Excerpts from point annotation data:
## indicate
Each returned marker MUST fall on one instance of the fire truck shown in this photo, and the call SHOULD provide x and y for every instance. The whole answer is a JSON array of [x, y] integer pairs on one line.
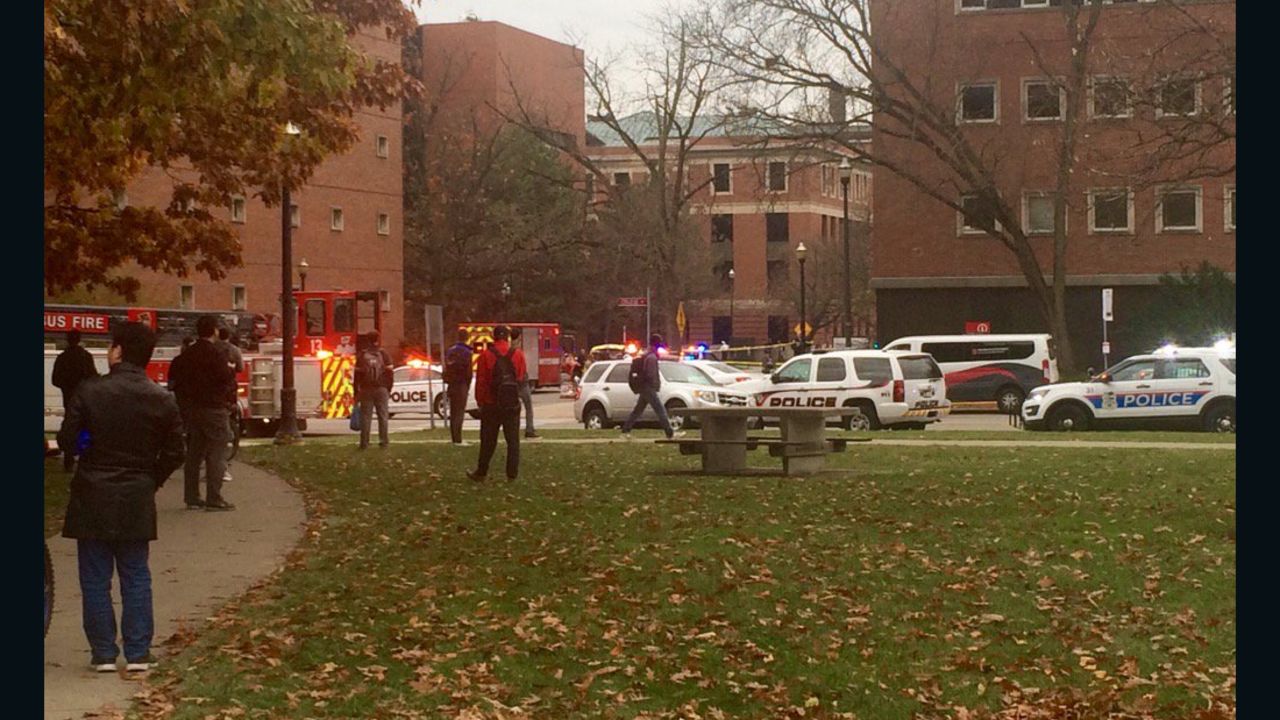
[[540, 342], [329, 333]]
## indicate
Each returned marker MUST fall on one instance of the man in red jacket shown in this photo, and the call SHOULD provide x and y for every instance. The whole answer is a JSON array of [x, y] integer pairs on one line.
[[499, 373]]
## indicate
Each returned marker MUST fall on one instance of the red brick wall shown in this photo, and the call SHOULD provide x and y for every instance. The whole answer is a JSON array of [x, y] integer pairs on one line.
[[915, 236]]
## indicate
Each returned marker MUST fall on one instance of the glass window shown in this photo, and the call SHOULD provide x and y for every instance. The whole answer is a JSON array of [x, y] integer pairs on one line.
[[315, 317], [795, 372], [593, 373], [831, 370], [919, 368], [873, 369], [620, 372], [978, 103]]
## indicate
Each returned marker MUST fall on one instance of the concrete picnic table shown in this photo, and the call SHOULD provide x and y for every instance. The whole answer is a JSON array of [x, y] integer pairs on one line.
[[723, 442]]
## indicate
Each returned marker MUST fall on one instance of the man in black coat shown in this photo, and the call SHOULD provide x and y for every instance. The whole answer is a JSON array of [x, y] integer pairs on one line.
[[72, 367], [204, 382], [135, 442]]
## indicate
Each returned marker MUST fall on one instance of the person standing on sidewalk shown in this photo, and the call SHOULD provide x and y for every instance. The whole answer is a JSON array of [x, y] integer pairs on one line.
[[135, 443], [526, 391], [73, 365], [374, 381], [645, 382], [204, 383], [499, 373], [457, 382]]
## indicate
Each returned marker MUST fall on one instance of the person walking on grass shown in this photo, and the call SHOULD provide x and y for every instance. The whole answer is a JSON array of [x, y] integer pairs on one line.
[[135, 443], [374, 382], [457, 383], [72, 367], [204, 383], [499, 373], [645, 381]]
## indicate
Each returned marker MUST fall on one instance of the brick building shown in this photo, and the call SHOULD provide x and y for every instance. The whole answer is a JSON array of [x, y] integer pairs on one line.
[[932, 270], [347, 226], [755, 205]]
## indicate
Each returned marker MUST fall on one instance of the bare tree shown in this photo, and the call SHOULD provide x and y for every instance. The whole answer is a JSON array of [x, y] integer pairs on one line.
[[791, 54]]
...
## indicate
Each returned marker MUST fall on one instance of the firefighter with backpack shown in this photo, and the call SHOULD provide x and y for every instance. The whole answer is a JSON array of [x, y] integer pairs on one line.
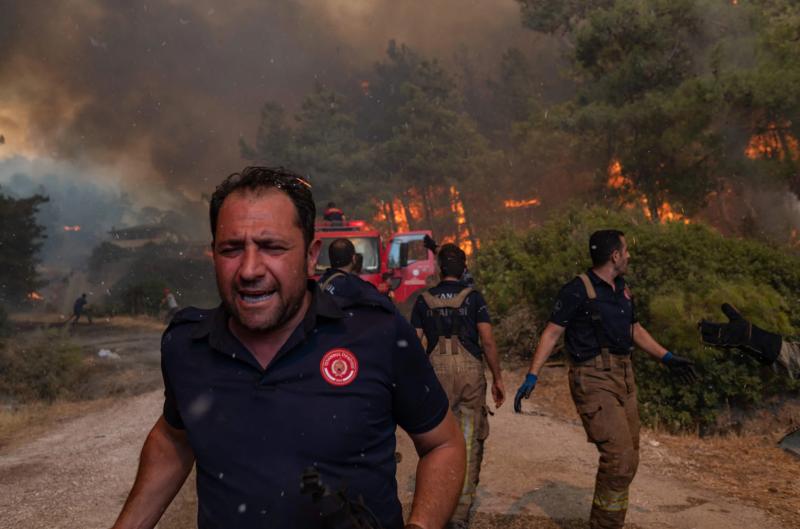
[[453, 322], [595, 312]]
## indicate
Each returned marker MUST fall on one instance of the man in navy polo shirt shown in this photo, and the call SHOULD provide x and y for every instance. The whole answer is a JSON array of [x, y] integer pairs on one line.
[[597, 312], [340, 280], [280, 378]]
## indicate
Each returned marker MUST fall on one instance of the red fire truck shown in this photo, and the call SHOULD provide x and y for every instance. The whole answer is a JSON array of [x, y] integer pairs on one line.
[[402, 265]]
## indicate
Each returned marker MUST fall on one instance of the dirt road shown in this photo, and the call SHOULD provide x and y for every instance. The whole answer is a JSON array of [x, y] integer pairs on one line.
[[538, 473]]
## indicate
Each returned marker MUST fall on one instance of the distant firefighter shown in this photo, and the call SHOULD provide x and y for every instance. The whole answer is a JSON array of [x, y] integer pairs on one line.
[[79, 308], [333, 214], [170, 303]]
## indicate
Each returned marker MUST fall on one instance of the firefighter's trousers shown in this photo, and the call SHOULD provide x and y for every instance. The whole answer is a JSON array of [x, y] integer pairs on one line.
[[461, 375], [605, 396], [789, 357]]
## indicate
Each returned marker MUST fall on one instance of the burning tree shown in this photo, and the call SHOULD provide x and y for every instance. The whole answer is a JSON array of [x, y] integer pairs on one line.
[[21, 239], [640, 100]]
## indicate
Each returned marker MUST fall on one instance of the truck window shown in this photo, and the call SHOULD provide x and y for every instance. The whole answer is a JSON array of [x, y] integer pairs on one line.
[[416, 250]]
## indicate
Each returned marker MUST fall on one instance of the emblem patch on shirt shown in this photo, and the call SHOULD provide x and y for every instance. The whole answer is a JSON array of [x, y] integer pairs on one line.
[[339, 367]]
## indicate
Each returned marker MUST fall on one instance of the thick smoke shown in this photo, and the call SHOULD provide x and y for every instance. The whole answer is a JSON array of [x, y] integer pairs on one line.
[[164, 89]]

Task to complete:
Please pick out and copy every line of the material that contains the word "shirt". Case counts.

Response to this task:
Each returned marker MUST fall on one instance of the man in navy polo shirt shown in this photo, and the call SHOULD provide x and y for every instance. The whole answer is a JSON array of [x, y] integer pairs on one line.
Each returned marker MUST fall on one instance of the emblem patch on shirt shown in this photo, and the call SHOULD provide x and y for every instance. The whole answer is a JSON array of [x, y] integer pairs on one line.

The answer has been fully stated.